Work to do =>
Repeat all of the lines below word for word, leaving out the pictures.

Records supplied =>
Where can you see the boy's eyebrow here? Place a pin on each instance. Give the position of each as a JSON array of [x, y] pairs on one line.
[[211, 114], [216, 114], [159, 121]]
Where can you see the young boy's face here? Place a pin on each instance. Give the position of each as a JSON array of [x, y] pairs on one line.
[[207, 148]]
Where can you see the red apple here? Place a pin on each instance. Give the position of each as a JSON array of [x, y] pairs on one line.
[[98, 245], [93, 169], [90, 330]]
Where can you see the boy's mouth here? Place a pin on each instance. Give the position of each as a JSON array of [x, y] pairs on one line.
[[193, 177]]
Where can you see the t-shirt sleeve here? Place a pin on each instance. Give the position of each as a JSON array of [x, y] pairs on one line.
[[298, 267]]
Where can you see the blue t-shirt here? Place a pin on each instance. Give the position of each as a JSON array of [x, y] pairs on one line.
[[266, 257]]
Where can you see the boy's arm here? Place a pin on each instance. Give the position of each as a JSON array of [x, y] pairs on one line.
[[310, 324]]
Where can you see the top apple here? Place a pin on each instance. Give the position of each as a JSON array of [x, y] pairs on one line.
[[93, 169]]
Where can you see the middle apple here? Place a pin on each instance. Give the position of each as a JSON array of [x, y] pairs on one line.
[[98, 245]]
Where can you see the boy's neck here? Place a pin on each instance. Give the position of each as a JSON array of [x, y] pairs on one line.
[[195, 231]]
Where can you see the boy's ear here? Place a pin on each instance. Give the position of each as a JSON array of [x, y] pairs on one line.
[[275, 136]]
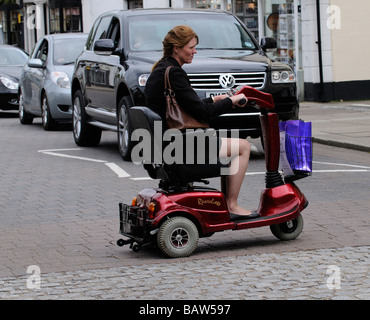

Solution =>
Where can you see the boy's eyebrow here? Place a pin on each instance. Give the position of each as a JSON array of [x, y] pairs on one line.
[[211, 114], [216, 114], [159, 121]]
Where can you see the young boy's face here? Place a pin on each instance. Give the position of each as a JSON array of [x, y] pairs on one line.
[[207, 148]]
Where can you see the red apple here? Place a pin on each instance. Give the position of each as a JSON array of [x, y] pairs on one line.
[[98, 245], [93, 169], [90, 330]]
Where can you see the boy's mouth here? Place a pin on each instance. Give the position of each as a JSON array of [x, y] pairs on one line.
[[193, 177]]
Where can you see the t-shirt sleeve here? Place a pin on each instance. Give the position of each as a JSON array of [x, y] pairs on one line.
[[298, 267]]
Where can you see the blue t-shirt here? Place a pin on each instance. Give the position of each as a JSON array of [x, y] pairs on one line.
[[266, 257]]
Where can you see the boy's arm here? Place a pin on each instance. Give the position of each as a JSON array of [x, y] pairs on one line.
[[310, 324]]
Where can you see the top apple here? Place a pin on each instance. Give the position of each as a JSON array of [x, y] pairs on one line.
[[93, 169]]
Where can you see the middle apple here? Place a pin on each instance. Give the position of each as a JSON array of [x, y] pairs on one line.
[[98, 245]]
Where can you see the boy's neck here? Place a pin on each instance. Give the position of each as a JSON array of [x, y] pairs on one line.
[[195, 231]]
Where can you see the boy's ear here? Place a pin on each instance. Give the position of each as a JSON array of [x, y] pairs on one line.
[[275, 136]]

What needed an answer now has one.